§ What to work on: Resume the differentiation review, continuing on from its last line.

User:Melikamp/b-calc

Differentiation Review

1. Write the product function ${\displaystyle f(x)}$ and its rate of change function for ${\displaystyle g(x)=2e^{5}x}$ and ${\displaystyle h(x)=2x^{2}-x}$.

${\displaystyle f(x)=2e^{5}x(2x^{2}-x),\ f'(x)=2e^{5}(2x^{2}-x)+2e^{5}x(4x-1)}$

2. Write the product function ${\displaystyle f(x)}$ and its rate of change function for ${\displaystyle g(x)=0.5\cos(4x)}$ and ${\displaystyle h(x)=2\ln(x)}$.

${\displaystyle f(x)=\cos(4x)\ln(x),\ f'(x)=-4\sin(4x)\ln(x)+{\frac {\cos(4x)}{x}}}$

3. Find ${\displaystyle f'(x)}$ if ${\displaystyle f(x)=(2x+3)e^{-x}}$.

Location annotation dataset excerpts
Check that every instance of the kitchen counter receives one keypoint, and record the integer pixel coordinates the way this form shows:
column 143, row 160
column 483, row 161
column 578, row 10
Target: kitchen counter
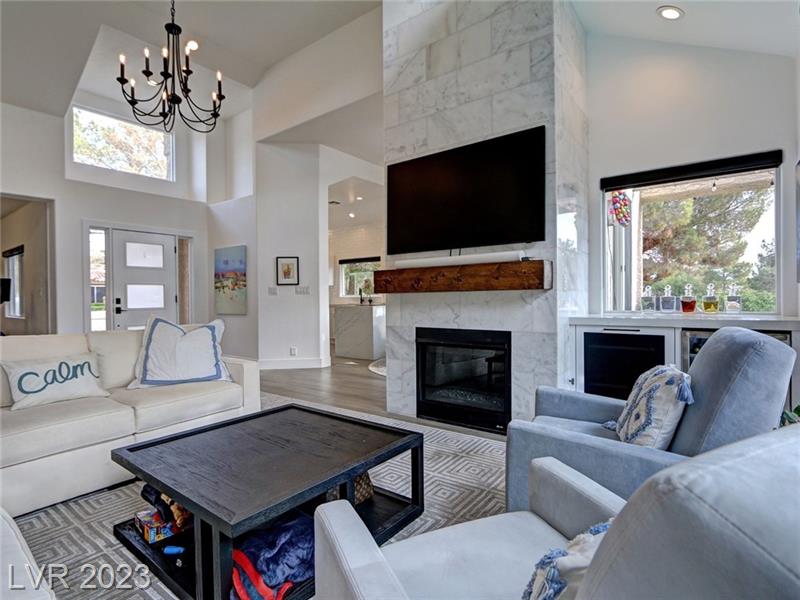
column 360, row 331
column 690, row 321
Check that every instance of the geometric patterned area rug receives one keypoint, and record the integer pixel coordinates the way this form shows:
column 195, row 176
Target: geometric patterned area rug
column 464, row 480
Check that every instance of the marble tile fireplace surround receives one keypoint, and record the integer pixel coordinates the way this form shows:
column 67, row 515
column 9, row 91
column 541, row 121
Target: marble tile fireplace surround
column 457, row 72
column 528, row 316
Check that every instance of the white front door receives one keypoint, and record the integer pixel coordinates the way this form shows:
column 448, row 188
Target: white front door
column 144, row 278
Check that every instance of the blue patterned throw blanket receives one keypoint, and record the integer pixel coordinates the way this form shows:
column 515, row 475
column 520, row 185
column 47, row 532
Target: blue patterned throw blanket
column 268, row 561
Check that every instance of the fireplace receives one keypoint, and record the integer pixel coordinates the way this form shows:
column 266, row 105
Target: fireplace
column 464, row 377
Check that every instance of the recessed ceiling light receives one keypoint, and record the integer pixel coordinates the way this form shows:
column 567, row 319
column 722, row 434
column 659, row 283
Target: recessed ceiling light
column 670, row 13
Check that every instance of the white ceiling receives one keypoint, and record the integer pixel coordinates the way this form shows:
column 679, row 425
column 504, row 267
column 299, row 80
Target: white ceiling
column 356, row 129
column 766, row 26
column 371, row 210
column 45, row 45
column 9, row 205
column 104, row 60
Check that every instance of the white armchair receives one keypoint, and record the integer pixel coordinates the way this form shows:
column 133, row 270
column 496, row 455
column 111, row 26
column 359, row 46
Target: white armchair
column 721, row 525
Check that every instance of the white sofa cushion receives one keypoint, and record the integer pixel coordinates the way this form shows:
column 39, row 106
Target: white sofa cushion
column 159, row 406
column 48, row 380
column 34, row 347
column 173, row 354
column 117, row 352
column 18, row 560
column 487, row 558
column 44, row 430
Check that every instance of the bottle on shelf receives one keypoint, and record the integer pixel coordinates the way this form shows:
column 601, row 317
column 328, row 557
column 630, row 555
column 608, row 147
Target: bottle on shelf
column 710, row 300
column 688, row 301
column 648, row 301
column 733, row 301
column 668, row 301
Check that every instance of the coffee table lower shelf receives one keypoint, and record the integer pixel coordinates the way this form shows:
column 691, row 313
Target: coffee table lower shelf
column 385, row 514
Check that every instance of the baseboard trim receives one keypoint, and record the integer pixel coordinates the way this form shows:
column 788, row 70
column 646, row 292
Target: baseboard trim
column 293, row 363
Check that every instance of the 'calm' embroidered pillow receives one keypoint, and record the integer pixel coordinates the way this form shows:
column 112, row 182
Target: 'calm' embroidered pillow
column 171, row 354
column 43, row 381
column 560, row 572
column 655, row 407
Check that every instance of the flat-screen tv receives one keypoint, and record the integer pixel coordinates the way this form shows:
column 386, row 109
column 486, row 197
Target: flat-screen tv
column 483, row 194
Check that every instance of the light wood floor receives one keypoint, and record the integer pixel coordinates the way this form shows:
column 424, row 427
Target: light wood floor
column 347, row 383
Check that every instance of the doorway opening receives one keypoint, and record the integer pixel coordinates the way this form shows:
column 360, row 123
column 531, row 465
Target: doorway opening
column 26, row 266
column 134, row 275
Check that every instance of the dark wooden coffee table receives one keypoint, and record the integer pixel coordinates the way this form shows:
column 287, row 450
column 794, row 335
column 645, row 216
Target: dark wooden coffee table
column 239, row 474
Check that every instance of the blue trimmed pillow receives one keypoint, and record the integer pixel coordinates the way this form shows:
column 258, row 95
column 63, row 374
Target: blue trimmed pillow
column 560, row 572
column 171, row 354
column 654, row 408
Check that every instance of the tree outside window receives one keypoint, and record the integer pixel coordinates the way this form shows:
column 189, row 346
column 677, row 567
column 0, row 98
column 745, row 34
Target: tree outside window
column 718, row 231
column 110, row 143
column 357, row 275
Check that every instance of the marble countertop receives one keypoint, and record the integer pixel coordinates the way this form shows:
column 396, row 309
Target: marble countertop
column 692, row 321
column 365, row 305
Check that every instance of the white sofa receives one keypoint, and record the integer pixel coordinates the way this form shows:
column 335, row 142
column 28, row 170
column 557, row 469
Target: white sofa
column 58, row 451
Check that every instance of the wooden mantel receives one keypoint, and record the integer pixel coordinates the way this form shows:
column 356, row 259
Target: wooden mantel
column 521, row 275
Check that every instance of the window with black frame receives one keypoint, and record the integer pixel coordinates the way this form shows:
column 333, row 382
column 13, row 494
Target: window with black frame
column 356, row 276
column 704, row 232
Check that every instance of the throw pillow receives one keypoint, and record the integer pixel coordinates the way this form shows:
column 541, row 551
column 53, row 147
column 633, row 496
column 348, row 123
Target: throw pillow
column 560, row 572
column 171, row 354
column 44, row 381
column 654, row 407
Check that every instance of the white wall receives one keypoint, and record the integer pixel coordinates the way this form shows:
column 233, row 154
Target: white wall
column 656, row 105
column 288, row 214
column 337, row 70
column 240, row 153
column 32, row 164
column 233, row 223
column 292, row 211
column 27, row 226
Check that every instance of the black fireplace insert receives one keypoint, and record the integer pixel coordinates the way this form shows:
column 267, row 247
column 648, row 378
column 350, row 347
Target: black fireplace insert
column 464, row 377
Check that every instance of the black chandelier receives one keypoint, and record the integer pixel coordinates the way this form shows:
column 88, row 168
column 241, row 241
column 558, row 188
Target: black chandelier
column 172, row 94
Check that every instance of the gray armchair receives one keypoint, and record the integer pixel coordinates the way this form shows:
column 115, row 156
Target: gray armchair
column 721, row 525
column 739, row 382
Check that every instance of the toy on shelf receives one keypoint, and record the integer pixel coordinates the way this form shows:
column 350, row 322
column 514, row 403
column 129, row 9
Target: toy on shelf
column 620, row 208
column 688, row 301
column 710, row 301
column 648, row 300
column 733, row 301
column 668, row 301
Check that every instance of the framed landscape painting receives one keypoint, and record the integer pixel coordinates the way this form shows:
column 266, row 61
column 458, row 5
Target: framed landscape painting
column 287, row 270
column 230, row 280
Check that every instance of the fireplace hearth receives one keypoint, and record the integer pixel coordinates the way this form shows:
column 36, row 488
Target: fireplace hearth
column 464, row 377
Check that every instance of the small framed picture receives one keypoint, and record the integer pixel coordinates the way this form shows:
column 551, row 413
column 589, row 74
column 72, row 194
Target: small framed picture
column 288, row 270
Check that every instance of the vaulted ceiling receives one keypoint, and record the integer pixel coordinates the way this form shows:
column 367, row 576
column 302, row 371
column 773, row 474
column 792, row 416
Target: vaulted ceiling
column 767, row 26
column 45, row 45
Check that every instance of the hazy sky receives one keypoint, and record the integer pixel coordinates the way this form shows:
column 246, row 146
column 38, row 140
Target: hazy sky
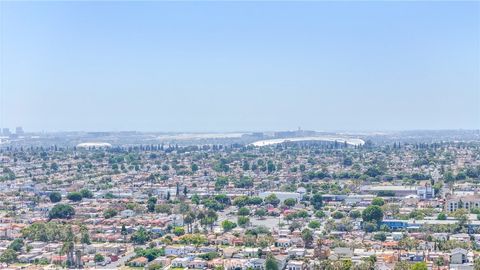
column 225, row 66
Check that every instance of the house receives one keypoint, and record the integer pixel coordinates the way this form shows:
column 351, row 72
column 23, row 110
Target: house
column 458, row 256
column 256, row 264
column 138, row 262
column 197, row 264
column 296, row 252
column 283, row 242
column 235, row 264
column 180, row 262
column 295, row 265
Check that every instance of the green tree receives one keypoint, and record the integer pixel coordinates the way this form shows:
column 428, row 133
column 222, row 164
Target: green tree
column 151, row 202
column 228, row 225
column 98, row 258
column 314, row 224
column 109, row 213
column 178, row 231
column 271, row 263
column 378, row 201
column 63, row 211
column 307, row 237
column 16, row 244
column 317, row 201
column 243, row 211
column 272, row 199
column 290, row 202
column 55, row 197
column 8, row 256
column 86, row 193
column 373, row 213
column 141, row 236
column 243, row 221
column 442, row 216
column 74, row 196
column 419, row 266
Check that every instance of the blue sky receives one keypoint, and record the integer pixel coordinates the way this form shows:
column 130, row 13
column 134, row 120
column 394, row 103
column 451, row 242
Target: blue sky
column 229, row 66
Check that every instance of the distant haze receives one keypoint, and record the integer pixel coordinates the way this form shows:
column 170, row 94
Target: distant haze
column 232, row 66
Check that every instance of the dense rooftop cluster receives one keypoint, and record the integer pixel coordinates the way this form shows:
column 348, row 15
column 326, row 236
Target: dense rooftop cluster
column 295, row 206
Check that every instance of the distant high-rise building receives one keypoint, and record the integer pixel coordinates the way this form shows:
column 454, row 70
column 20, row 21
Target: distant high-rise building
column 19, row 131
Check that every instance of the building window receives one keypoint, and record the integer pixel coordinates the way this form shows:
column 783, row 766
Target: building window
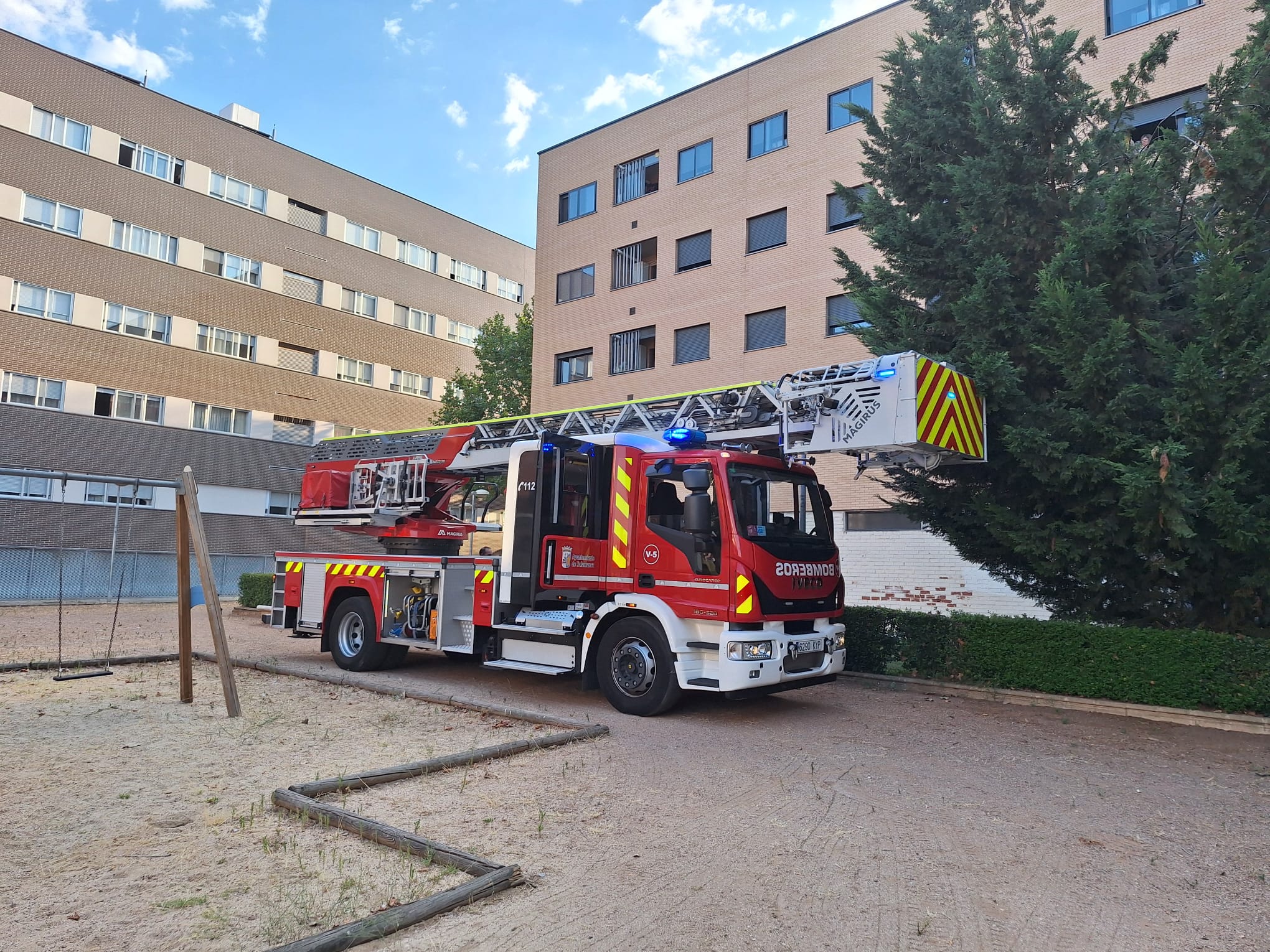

§ Response:
${\displaystyle 2e^{-x}-(2x+3)e^{-x}}$

4. Find ${\displaystyle f'(x)}$ if ${\displaystyle f(x)=2{\sqrt {x^{3}}}\ln(x)}$.

${\displaystyle 3{\sqrt {x}}\ln(x)+2{\sqrt {x}}}$

5. Find ${\displaystyle f'(x)}$ if ${\displaystyle f(x)=(x+2)^{3}(1-x^{2})}$.

${\displaystyle 3(x+2)^{2}(1-x^{2})-2x(x+2)^{3}}$

6. Find ${\displaystyle f'(x)}$ if ${\displaystyle \displaystyle f(x)={\frac {e^{x}}{x}}}$.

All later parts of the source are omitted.